EXERCISE DATA —
* begin *

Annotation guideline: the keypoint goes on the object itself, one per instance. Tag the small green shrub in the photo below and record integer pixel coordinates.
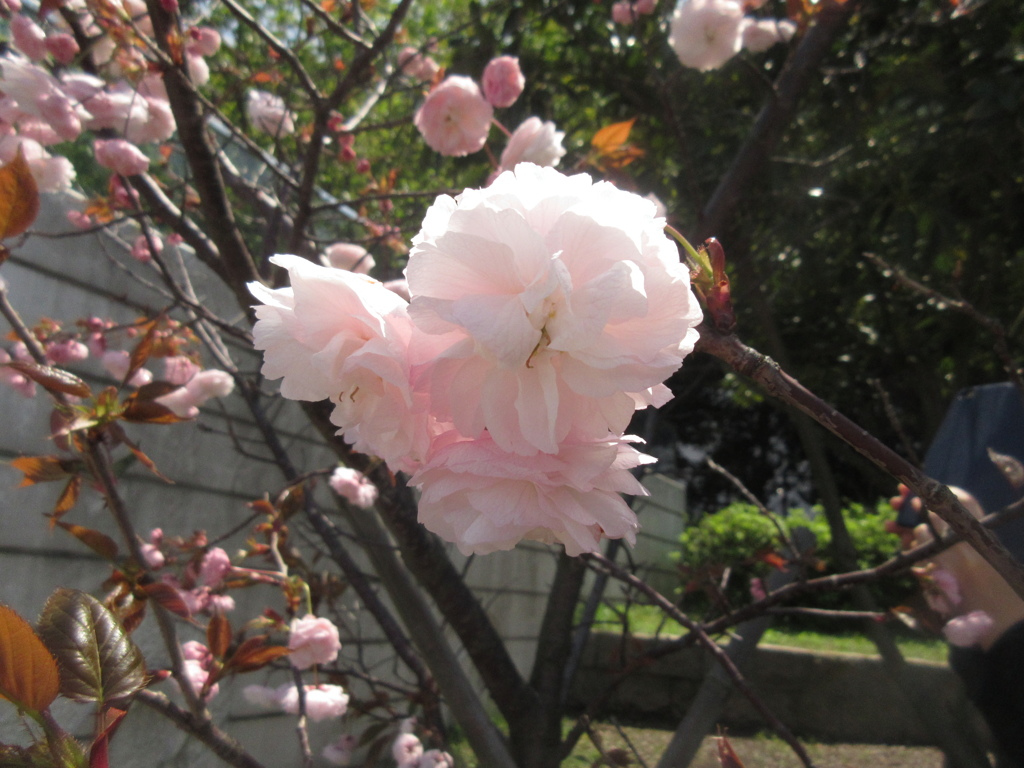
(722, 553)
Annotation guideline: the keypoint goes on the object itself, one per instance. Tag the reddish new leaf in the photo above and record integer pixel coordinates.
(254, 653)
(101, 544)
(68, 498)
(51, 379)
(167, 597)
(18, 197)
(611, 137)
(43, 469)
(98, 660)
(29, 674)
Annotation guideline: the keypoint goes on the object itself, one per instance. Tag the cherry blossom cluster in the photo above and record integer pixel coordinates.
(312, 641)
(706, 34)
(95, 337)
(545, 309)
(456, 117)
(408, 750)
(38, 110)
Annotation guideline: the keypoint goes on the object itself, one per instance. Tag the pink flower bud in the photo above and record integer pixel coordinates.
(205, 40)
(353, 485)
(69, 350)
(455, 119)
(62, 47)
(313, 640)
(503, 81)
(155, 559)
(216, 564)
(28, 37)
(120, 156)
(348, 256)
(968, 630)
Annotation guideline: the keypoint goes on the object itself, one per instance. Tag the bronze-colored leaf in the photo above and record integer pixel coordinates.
(98, 659)
(101, 544)
(167, 597)
(51, 379)
(148, 412)
(611, 137)
(43, 468)
(18, 197)
(28, 671)
(68, 498)
(255, 653)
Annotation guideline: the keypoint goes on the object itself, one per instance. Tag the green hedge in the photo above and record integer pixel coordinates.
(741, 540)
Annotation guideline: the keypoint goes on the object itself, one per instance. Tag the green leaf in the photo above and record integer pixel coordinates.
(98, 659)
(28, 671)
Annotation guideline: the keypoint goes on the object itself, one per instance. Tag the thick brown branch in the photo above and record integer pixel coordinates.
(773, 119)
(935, 496)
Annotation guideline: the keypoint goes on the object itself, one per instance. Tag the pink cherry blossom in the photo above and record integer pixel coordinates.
(13, 379)
(62, 47)
(353, 485)
(348, 256)
(968, 630)
(398, 287)
(68, 350)
(205, 41)
(117, 363)
(706, 34)
(51, 173)
(484, 499)
(323, 701)
(196, 669)
(268, 114)
(215, 565)
(455, 119)
(503, 81)
(121, 157)
(184, 401)
(179, 370)
(566, 303)
(534, 141)
(313, 640)
(407, 750)
(435, 759)
(340, 751)
(343, 336)
(28, 37)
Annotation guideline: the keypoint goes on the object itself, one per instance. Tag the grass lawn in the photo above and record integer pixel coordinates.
(757, 752)
(649, 621)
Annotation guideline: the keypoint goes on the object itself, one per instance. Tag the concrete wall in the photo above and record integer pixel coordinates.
(69, 278)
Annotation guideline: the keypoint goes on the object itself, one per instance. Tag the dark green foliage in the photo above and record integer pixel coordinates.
(741, 541)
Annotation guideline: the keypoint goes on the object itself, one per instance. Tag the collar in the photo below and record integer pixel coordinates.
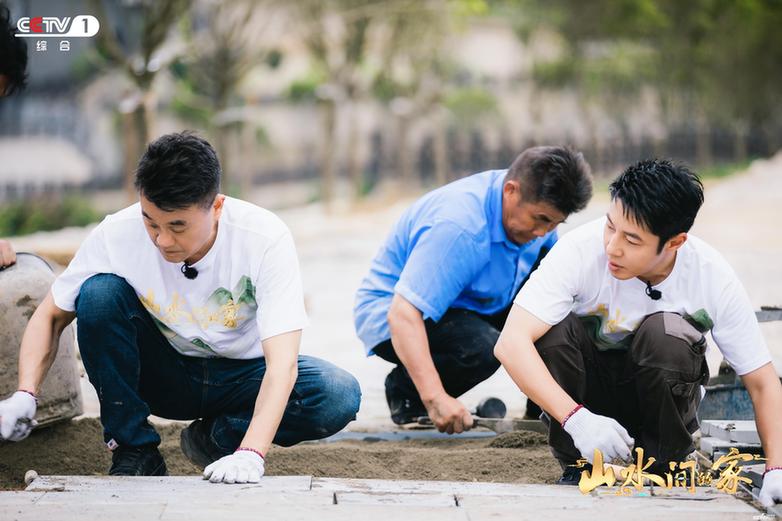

* end *

PROMPT — Put every line of the records above into a JSON list of strings, one string per line, skipping blank lines and leaving out the pictures.

SOLUTION TO THE EXERCISE —
[
  "Annotation guideline: the keypoint goes on the object itself, one per instance. Tag the small green shrub in the photo below and record integer pixel coordinates.",
  "(722, 553)",
  "Annotation guideline: the keypoint goes on the object itself, one per instance. Tag the reddish new leaf in the photo above and record integer pixel coordinates.",
  "(254, 653)",
  "(101, 544)",
  "(68, 498)",
  "(51, 379)",
  "(167, 597)",
  "(18, 197)",
  "(611, 137)",
  "(43, 469)",
  "(98, 660)",
  "(29, 674)",
  "Annotation guideline: the keypoint goes on the object itself, one per instance. Tag the cherry blossom cluster in the photo above and record integer pixel coordinates.",
  "(312, 641)",
  "(706, 34)",
  "(95, 337)",
  "(545, 309)",
  "(456, 117)",
  "(408, 750)",
  "(38, 110)",
  "Annotation guideline: the keypoint goes on the object itself, one per instance. Tag the pink flower bud in the photo above and record integer pixel coordinates.",
  "(205, 40)",
  "(353, 485)",
  "(69, 350)",
  "(455, 119)",
  "(62, 47)",
  "(313, 640)",
  "(503, 81)",
  "(155, 559)",
  "(216, 564)",
  "(28, 37)",
  "(120, 156)",
  "(348, 256)",
  "(968, 630)",
  "Annotation guideline: the keypoint goes on the object itself, one per instance. Tag the bronze-colored leaf in the photo above and record integer pixel coordinates.",
  "(98, 659)",
  "(101, 544)",
  "(167, 597)",
  "(51, 379)",
  "(148, 412)",
  "(611, 137)",
  "(43, 468)",
  "(18, 197)",
  "(28, 671)",
  "(68, 498)",
  "(255, 653)",
  "Annotation guideline: the keypoint goes on the object itself, one per instance. Tag the green hedge in the photo above and record integer pixel coordinates.",
  "(741, 540)",
  "Annotation guideline: the keypoint goes on the object itself, one per instance. Tag the green leaf in the photo above and record integer pixel coordinates.",
  "(98, 659)",
  "(28, 671)",
  "Annotation guideline: the keypoint goes on the object itself, one per instance. Tag the thick brown branch in the photo above and record integer pixel coordinates.",
  "(773, 119)",
  "(935, 496)",
  "Annotation guideline: the keypoint goes on the object itself, one per instance. Tag the pink cherry blossom in the photo above and record integer pixel coordinates.",
  "(13, 379)",
  "(62, 47)",
  "(353, 485)",
  "(348, 256)",
  "(968, 630)",
  "(398, 287)",
  "(68, 350)",
  "(205, 41)",
  "(117, 363)",
  "(706, 34)",
  "(51, 173)",
  "(484, 499)",
  "(323, 701)",
  "(196, 669)",
  "(268, 114)",
  "(215, 565)",
  "(455, 119)",
  "(503, 81)",
  "(121, 157)",
  "(184, 401)",
  "(179, 370)",
  "(566, 303)",
  "(534, 141)",
  "(313, 640)",
  "(407, 750)",
  "(435, 759)",
  "(340, 751)",
  "(343, 336)",
  "(28, 37)",
  "Annotation guideline: the keypoint goes on the object itself, one per instance. Tag the grass lawn in the photo above and record integer pixel coordinates.",
  "(757, 752)",
  "(649, 621)",
  "Annotation guideline: the keypoint goes on the object itself, one per instance. Tag the concrete wall in the photo above and record integer pixel coordinates.",
  "(69, 278)",
  "Annotation guideline: the keypoint goes on the object itself, one per instance. Tag the dark green foliage in the photo above and record integer pixel coordinates.",
  "(741, 541)",
  "Annotation guideline: the keypoint goes on the object itself, one per instance. Tag the collar in the photo below and record integer pixel coordinates."
]